(Mask labeling examples)
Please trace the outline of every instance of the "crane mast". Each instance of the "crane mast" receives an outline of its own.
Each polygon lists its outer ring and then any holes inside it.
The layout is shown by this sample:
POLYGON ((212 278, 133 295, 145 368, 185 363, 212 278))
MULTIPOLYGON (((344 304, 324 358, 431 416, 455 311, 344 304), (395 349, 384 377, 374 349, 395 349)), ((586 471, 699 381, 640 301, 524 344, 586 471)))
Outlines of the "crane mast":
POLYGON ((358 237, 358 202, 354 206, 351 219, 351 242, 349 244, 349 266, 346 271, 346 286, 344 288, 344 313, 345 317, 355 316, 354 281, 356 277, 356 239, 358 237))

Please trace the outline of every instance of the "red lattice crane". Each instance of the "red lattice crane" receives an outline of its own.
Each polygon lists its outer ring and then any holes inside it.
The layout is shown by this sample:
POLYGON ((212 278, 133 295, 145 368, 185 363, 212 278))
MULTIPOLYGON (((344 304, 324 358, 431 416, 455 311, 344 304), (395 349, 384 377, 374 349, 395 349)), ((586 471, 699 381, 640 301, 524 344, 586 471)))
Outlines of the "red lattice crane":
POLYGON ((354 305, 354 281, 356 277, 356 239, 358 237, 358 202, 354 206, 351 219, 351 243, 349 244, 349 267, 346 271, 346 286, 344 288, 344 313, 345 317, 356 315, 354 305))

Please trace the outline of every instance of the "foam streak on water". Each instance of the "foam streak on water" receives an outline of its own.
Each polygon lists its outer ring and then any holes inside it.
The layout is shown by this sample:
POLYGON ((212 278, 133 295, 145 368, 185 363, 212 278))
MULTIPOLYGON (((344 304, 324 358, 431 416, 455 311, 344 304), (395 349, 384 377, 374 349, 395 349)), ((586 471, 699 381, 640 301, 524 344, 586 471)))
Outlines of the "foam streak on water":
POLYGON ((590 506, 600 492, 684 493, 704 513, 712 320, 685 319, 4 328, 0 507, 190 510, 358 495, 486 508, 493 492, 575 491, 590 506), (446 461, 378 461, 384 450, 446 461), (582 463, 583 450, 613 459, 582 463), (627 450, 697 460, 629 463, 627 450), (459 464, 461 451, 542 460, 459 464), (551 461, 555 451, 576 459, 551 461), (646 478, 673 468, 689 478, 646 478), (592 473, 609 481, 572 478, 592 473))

- **Job**:
Copy the lines above, starting at the very first one and ending at the one containing "POLYGON ((354 305, 354". Replace "sample" with "example" and change nothing else.

- **Solution for this exercise**:
Please trace the outline of every instance of the "crane mast". Each instance of the "crane mast" receives an outline of its own.
Each polygon lists its outer ring and then any holes inside it.
The layout is shown by this example:
POLYGON ((212 278, 133 295, 145 368, 185 363, 212 278))
MULTIPOLYGON (((344 304, 324 358, 431 416, 455 311, 344 304), (395 349, 384 377, 374 349, 395 349)), ((586 471, 699 381, 640 301, 524 344, 586 471)))
Outlines of the "crane mast":
POLYGON ((358 237, 358 202, 354 206, 351 219, 351 242, 349 244, 349 266, 346 271, 346 286, 344 288, 344 313, 345 317, 355 316, 354 281, 356 277, 356 239, 358 237))

Please trace the outline of every instance of the "red lattice crane". Each instance of the "red lattice crane" receives an outline of its own.
Each polygon lists its outer ring and then any holes inside it.
The layout is shown by this example:
POLYGON ((212 278, 133 295, 145 368, 185 363, 212 278))
MULTIPOLYGON (((344 304, 324 358, 431 416, 455 311, 344 304), (395 349, 384 377, 374 349, 395 349)), ((586 471, 699 381, 640 301, 524 344, 586 471)))
Outlines of the "red lattice crane":
POLYGON ((354 305, 354 281, 356 277, 356 239, 358 237, 358 202, 354 206, 351 219, 351 243, 349 244, 349 267, 346 271, 346 286, 344 288, 344 313, 345 317, 356 315, 354 305))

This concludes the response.